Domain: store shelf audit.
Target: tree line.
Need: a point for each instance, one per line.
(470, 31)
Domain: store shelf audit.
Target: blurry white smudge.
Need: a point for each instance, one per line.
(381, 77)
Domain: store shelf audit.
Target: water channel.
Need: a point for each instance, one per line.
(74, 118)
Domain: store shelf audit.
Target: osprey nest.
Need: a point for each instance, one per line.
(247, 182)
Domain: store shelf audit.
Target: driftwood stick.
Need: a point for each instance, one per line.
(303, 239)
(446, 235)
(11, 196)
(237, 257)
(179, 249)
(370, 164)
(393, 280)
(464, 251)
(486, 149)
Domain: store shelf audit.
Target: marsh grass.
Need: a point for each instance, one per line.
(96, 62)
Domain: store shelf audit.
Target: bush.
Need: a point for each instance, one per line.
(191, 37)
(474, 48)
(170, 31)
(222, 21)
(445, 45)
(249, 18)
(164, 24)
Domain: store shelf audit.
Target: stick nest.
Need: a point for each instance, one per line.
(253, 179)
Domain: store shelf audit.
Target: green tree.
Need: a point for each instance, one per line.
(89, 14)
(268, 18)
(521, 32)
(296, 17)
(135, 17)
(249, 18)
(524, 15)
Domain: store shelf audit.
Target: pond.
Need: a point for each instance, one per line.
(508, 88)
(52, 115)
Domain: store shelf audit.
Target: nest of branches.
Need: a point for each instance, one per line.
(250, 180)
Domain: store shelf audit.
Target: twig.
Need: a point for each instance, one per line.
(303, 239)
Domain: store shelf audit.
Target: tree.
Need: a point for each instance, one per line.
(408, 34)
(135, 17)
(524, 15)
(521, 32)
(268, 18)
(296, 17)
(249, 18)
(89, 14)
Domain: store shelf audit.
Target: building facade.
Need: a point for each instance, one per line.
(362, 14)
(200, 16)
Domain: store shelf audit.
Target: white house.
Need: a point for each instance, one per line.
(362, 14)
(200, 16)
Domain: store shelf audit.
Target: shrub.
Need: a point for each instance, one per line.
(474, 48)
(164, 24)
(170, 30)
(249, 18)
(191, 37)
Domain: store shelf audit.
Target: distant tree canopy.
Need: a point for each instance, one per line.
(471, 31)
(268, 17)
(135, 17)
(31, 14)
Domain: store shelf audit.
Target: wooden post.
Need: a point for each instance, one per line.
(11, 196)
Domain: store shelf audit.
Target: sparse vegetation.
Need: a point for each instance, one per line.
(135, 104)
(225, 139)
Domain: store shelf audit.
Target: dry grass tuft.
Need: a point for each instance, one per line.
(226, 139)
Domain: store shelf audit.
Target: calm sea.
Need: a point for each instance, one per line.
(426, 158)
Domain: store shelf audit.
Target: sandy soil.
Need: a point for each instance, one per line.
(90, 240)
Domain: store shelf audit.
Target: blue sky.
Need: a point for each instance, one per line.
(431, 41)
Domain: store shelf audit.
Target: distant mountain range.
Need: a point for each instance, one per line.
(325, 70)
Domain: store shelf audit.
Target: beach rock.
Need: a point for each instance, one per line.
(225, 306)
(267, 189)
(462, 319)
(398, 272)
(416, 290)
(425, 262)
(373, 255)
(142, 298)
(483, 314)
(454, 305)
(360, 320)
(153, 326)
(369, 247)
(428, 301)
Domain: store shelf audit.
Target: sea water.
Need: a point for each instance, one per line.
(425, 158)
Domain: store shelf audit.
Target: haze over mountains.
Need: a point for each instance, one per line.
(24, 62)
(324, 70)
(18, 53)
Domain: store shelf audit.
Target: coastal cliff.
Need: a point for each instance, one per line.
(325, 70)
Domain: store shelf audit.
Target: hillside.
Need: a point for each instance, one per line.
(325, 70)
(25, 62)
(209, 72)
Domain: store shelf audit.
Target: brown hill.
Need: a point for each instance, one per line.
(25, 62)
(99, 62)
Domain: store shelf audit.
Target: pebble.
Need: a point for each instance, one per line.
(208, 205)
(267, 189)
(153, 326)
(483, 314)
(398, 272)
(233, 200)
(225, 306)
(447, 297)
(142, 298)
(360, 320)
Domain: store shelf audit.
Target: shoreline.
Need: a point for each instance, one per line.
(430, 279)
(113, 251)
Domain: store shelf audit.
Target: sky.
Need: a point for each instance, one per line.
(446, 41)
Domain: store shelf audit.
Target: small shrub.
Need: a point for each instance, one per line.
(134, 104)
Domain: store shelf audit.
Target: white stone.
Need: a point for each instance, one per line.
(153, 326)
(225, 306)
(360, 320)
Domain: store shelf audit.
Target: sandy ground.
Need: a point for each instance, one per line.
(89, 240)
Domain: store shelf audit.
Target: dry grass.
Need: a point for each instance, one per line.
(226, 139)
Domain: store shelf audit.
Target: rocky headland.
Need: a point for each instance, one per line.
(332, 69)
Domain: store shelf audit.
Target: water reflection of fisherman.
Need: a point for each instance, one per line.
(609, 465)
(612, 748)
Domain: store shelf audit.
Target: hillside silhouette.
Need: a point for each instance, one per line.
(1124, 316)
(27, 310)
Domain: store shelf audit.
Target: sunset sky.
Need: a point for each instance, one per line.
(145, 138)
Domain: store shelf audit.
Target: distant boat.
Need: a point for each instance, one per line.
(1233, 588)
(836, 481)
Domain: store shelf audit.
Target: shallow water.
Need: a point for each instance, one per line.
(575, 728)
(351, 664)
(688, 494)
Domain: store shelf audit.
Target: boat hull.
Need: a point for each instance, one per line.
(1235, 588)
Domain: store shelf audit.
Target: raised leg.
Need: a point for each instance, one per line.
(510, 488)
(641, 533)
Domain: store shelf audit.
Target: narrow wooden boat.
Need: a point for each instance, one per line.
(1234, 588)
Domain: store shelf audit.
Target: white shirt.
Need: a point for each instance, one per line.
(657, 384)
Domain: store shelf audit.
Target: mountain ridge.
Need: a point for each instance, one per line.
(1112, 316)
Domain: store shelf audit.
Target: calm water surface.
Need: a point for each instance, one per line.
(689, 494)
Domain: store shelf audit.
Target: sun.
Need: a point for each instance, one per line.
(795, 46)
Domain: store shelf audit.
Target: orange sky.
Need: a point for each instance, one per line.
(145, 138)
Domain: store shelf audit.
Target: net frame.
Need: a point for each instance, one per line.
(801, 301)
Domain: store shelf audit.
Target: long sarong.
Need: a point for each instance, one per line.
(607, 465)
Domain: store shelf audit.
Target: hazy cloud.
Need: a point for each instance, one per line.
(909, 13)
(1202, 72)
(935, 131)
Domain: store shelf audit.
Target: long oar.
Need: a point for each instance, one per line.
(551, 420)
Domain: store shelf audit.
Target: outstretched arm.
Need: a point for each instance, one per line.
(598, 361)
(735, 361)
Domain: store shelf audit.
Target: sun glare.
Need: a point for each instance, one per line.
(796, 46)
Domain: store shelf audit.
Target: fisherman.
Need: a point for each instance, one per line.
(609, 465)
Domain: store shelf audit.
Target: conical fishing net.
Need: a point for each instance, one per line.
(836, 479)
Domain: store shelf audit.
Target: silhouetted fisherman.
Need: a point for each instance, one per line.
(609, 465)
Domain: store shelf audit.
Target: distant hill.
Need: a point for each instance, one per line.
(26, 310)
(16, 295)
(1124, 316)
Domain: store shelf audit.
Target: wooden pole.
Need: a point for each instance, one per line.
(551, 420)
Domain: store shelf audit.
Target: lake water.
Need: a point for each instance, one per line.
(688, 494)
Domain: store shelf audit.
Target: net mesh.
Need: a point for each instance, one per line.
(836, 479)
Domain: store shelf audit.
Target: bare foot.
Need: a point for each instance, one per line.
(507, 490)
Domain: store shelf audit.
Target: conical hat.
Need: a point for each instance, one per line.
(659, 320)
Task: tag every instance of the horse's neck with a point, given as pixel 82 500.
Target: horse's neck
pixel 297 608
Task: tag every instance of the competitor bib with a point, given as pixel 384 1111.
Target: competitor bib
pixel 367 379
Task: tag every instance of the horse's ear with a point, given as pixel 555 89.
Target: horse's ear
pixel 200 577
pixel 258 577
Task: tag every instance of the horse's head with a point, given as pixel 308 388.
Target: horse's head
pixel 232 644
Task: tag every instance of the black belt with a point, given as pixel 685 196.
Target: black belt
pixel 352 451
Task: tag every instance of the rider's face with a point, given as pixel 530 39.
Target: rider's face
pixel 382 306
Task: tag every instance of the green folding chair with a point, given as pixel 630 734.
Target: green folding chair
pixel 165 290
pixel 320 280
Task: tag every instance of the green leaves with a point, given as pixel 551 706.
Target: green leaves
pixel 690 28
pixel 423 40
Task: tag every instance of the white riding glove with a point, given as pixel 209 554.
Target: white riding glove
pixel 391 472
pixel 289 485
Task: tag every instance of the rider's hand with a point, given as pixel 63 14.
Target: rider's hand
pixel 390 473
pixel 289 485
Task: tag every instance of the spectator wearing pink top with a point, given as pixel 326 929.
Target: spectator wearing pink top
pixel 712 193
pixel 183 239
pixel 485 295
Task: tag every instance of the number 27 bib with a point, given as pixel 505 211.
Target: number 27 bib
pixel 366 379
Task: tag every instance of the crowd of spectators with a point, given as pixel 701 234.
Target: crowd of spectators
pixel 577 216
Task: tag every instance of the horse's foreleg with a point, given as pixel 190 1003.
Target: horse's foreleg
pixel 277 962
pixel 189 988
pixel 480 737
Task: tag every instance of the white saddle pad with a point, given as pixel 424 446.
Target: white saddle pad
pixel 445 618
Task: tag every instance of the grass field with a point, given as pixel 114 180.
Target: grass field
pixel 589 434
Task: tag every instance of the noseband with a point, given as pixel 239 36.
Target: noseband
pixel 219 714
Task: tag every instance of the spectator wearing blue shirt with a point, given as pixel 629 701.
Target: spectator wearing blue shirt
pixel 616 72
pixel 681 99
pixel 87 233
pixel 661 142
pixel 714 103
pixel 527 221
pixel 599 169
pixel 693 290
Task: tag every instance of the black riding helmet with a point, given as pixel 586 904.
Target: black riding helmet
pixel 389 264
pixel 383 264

EXERCISE REQUIREMENTS: What lines in the material above hold the word "tree"? Pull them out.

RESULT OF THE TASK:
Target: tree line.
Target: green tree.
Target: tree.
Target: distant tree canopy.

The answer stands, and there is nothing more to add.